* **Consigne donnée 1**: Renvoyez le passage de l'extrait sur la liberté religieuse compris entre « Ainsi encore, le » et « du péril d’apostasie. », bornes incluses.
* **Consigne donnée 2**: D'après l'extrait sur la liberté religieuse, en quelle année le pape Benoît XIV a-t-il défendu de baptiser les enfants des infidèles sans leur consentement ?
* **Consigne donnée 3**: Prolongez l'extrait sur la liberté religieuse en reprenant après sa dernière phrase.

* **Extrait à lire**:

Deux questions se posent au sujet de la liberté religieuse : La liberté est-elle nécessaire pour embrasser la vraie religion ? L’homme a‑t-il le droit de choisir pour autant la religion qu’il veut ?
Peut-on obliger quelqu’un à se convertir à la foi catholique ?
Le Concile de Vatican I, après le quatrième de Tolède (can. 57) et celui de Trente (sess.VI, cap. 6) affirme la liberté de la foi et par conséquent de la conversion elle-même. Ni la grâce[1], ni la prédication, ni les raisons par lesquelles se démontre la vérité de la religion, n’exercent sur notre intelligence et notre volonté une action fatale et nécessitante : c’est librement que le païen, le protestant, l’incrédule ou l’apostat, se convertissent à la foi chrétienne. Une foi sans liberté ne serait plus du tout cette foi catholique, dont le salut tire son origine et qui est la racine première de la justification.
Si donc toute âme étrangère à la vraie foi est tenue de s’y convertir dès qu’elle la reconnaît clairement[2], elle ne doit pas y être contrainte par la violence ou amenée par la ruse et le mensonge[3], puisqu’elle manquerait de liberté dans sa croyance et ne ferait qu’une fausse et inutile conversion.
Aussi le droit canonique défend-il formellement de forcer les infidèles à embrasser le christianisme, lors même qu’on le leur aurait suffisamment prêché pour qu’ils en puissent saisir le caractère divin et obligatoire.
Ainsi encore, le pape Benoît XIV, en 1747, défend de baptiser les enfants des infidèles sans le consentement de ceux-ci, sauf dans le cas d’abandon de leur part, ou à l’article de la mort : ces enfants ont droit au moyen nécessaire de salut qu’est le baptême ; leur situation, du reste, les met très probablement à l’abri du péril d’apostasie.
Il fut un temps où l’Eglise reconnaissait au pouvoir civil le droit d’obliger ses sujets infidèles à écouter sa prédication. Ce même pouvoir civil pouvait s’opposer par la force aux païens qui voulaient entraver l’Eglise dans son ministère apostolique. Il est clair que les changements politiques ont rendu sans doute dangereux et même impossible l’exercice complet de ces droits, mais ces changements n’ont pu faire et ne feront jamais que cet exercice ait été illégitime dans le passé. Le pouvoir attribué à un gouvernement chrétien d’obliger ses sujets infidèles à écouter la prédication évangélique ne peut surprendre que ceux qui ne croient à aucune religion ou qui dispensent l’Etat de tout souci à ce sujet ! Que si parfois il a été mêlé d’exagérations et d’abus, la faute n’en est pas à la doctrine de l’Eglise, mais aux défaillances et aux passions des hommes, principalement des détenteurs de la puissance temporelle.

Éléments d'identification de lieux
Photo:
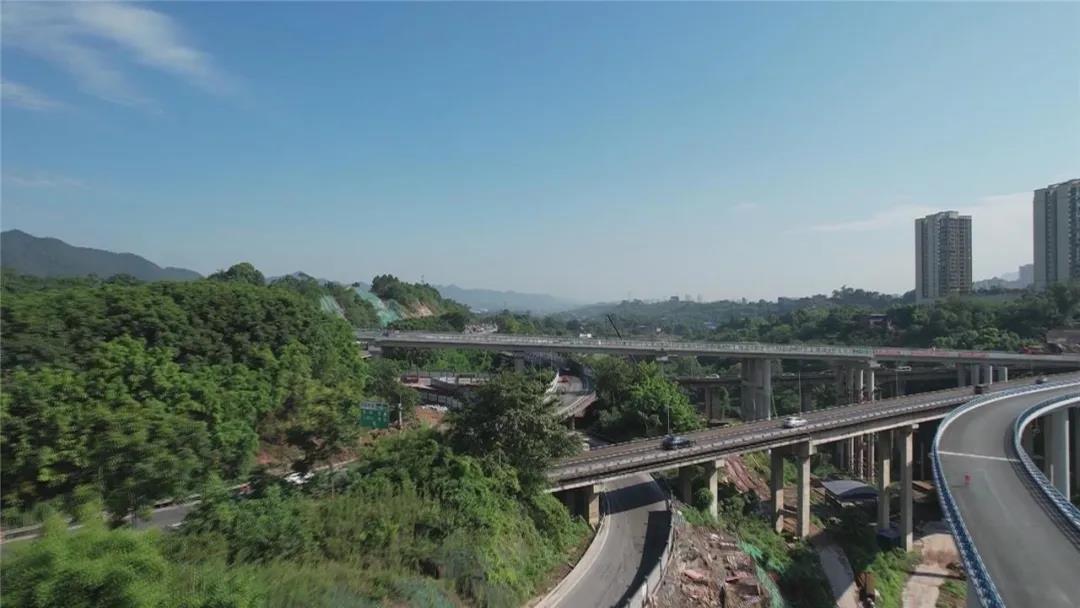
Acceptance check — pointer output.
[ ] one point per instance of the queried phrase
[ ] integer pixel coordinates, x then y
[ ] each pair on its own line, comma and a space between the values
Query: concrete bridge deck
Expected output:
733, 350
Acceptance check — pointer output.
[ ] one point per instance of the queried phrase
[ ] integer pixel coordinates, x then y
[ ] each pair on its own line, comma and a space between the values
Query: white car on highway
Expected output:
794, 421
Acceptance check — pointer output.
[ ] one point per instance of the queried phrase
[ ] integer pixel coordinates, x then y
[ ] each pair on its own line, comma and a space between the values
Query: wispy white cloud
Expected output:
97, 42
41, 179
26, 97
1000, 225
886, 218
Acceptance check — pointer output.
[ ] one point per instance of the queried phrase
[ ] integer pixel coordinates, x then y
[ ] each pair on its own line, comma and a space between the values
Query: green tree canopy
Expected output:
509, 420
243, 272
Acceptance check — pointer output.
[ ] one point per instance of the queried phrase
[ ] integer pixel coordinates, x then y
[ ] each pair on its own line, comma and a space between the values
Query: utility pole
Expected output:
800, 388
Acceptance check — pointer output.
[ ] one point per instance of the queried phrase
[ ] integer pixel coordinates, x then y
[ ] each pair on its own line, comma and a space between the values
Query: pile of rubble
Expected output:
707, 568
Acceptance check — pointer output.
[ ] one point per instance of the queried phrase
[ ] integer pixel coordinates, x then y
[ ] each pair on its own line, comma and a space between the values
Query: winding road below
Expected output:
1030, 552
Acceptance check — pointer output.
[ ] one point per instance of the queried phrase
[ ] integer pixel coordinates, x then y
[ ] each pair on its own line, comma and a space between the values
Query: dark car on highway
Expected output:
677, 442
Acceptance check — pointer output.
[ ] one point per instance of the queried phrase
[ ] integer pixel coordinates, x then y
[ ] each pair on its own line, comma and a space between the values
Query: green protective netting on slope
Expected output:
386, 314
327, 304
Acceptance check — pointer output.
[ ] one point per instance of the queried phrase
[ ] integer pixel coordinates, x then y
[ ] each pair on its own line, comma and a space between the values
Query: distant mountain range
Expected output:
494, 300
52, 257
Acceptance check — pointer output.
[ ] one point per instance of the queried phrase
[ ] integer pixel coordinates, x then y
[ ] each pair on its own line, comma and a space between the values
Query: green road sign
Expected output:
375, 416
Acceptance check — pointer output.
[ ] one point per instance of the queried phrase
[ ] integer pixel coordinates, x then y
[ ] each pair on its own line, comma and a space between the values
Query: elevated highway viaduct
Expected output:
854, 367
1016, 530
891, 422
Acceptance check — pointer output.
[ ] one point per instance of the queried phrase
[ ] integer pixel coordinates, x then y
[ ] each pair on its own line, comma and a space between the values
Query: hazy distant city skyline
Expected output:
581, 150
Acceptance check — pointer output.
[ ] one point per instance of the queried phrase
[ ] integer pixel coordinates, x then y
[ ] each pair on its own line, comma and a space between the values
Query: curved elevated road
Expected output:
1030, 553
637, 521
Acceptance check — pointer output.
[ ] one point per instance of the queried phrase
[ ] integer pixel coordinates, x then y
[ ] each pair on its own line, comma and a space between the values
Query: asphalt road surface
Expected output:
637, 521
1027, 548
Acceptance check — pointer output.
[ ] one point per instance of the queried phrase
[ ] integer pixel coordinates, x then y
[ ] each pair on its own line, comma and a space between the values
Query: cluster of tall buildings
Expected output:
943, 244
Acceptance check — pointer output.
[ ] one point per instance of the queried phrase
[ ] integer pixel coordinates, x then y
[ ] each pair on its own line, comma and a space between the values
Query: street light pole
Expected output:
800, 388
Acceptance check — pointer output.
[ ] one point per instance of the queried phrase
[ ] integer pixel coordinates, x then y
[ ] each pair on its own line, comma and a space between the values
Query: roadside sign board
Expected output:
374, 415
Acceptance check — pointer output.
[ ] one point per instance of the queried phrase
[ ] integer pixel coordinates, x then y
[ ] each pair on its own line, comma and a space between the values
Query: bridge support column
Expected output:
1057, 451
883, 465
569, 500
756, 389
685, 475
802, 508
591, 504
906, 503
712, 476
777, 488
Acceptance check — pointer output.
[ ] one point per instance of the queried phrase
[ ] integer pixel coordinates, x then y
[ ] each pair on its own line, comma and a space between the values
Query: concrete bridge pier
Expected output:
802, 453
712, 478
583, 502
906, 504
755, 393
883, 465
684, 488
1057, 450
777, 488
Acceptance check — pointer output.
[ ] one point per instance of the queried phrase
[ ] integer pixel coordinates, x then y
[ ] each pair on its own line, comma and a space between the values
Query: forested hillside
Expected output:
117, 394
146, 390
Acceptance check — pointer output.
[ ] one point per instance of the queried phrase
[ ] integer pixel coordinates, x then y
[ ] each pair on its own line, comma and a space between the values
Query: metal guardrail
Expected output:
650, 454
1061, 501
889, 353
979, 577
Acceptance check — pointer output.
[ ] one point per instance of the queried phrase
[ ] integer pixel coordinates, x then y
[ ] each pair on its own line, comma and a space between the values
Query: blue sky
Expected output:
586, 150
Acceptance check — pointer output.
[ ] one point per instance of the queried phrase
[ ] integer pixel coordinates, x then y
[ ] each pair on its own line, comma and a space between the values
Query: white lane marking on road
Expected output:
1001, 458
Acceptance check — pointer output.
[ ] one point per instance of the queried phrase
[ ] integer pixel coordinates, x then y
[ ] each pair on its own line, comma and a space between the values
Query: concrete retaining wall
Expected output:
642, 596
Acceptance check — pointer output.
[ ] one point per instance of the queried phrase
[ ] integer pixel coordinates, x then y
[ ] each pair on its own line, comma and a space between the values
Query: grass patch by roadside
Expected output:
952, 594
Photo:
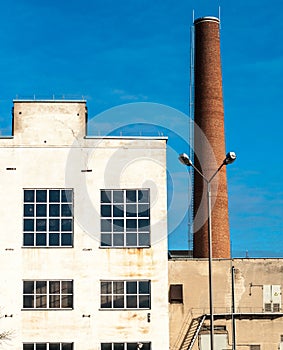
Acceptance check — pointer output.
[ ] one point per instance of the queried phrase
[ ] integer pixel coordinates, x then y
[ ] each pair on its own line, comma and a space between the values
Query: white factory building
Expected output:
83, 244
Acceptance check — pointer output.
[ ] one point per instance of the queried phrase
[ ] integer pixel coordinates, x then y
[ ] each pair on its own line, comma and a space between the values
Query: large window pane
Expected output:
54, 196
29, 196
127, 211
67, 287
48, 211
41, 287
66, 210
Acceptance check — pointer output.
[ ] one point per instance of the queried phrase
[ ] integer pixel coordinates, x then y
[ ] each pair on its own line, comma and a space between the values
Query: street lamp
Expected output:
230, 158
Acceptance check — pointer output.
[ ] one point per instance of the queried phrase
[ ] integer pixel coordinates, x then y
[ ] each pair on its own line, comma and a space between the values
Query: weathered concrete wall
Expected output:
58, 163
193, 274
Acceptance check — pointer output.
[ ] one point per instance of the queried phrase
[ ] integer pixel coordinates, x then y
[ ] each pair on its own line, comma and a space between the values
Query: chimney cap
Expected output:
206, 19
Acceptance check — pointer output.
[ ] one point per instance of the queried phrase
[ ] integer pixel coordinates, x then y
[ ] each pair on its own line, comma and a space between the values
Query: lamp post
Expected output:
230, 158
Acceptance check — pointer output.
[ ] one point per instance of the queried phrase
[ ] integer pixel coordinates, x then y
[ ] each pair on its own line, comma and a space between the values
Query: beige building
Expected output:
83, 234
257, 303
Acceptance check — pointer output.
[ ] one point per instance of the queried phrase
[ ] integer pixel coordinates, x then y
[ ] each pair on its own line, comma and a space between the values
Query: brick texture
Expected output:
209, 116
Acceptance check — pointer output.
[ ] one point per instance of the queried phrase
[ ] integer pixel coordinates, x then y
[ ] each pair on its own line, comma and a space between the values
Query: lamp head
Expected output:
184, 159
230, 158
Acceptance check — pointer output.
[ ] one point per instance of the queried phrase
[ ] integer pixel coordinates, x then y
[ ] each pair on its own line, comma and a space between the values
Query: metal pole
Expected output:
233, 310
210, 266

* **Réponse attendue 1**:
Ainsi encore, le pape Benoît XIV, en 1747, défend de baptiser les enfants des infidèles sans le consentement de ceux-ci, sauf dans le cas d’abandon de leur part, ou à l’article de la mort : ces enfants ont droit au moyen nécessaire de salut qu’est le baptême ; leur situation, du reste, les met très probablement à l’abri du péril d’apostasie.

* **Réponse attendue 2**: En 1747.

* **Réponse attendue 3**:
Penchons-nous quelque peu sur les objections les plus graves et les plus fréquemment formulées contre la réalité des conversions, collectives et individuelles, dont l’Eglise catholique se glorifie : la conversion des Francs sous Clovis, des saxons sous Charlemagne, des protestants sous Louis XIV et Louis XV. Quant à Saint Paul et Saint Augustin, s’ils se sont faits catholiques, il nous est fait remarquer que Luther et Calvin, eux, se sont faits protestants et que s’il y a eu Constantin, il y a eu aussi Julien l’Apostat : bref, « les parts sont égales, le pour et le contre ont les mêmes arguments ».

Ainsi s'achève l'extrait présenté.